* _What you should do_
In the rows below, pick out each line containing the word "rose" and copy those lines.

* _Task input_
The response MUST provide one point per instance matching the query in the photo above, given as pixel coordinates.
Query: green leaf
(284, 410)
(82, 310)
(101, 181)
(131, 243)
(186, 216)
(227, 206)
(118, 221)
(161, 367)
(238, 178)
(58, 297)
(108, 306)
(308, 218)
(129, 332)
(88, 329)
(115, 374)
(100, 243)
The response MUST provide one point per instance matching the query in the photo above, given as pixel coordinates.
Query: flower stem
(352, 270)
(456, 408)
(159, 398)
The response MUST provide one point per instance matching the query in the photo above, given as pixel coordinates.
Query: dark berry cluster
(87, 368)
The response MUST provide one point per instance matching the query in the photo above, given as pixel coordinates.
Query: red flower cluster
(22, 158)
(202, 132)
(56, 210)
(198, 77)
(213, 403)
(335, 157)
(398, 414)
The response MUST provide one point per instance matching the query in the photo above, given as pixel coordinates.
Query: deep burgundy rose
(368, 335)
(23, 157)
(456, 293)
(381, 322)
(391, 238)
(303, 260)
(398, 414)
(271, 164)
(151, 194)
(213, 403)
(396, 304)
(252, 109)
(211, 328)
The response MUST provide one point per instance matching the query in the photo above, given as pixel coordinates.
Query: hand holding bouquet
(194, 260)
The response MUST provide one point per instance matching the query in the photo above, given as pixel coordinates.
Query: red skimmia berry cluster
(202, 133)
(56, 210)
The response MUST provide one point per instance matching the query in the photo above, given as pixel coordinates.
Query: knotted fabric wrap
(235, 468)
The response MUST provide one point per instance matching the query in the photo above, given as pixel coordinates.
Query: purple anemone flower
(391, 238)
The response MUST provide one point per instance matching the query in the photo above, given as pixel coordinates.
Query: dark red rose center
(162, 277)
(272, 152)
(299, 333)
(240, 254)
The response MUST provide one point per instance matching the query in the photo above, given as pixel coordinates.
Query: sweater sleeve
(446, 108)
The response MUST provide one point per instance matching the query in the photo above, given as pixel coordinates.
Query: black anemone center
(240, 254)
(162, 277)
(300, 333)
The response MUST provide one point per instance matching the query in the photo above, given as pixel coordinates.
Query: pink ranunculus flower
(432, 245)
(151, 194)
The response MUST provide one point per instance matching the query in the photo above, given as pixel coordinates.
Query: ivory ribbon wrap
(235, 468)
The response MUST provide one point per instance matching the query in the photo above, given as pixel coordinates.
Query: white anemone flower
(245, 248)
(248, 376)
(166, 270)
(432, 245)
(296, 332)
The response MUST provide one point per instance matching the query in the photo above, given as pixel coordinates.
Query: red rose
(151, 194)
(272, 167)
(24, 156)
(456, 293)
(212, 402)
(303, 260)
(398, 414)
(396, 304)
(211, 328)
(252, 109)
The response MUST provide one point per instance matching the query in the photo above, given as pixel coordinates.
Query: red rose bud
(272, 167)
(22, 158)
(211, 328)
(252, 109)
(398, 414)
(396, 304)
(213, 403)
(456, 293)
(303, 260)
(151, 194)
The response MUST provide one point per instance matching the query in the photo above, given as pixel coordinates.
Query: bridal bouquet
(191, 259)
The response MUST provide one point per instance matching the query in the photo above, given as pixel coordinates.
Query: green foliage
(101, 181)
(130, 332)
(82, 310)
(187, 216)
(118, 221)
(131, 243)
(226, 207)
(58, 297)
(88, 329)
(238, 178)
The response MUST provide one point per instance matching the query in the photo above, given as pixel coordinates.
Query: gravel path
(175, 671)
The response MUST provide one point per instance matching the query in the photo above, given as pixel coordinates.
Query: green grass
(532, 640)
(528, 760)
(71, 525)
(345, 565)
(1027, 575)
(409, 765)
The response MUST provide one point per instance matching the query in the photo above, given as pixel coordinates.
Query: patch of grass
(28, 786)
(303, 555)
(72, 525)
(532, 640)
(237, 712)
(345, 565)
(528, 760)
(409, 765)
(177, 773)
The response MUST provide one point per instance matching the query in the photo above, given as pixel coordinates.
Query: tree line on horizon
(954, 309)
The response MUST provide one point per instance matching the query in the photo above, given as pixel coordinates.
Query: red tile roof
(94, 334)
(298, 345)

* _Result for this exercise_
Query: deep burgundy rose
Query: dark red rose center
Query: red rose
Query: red rose bud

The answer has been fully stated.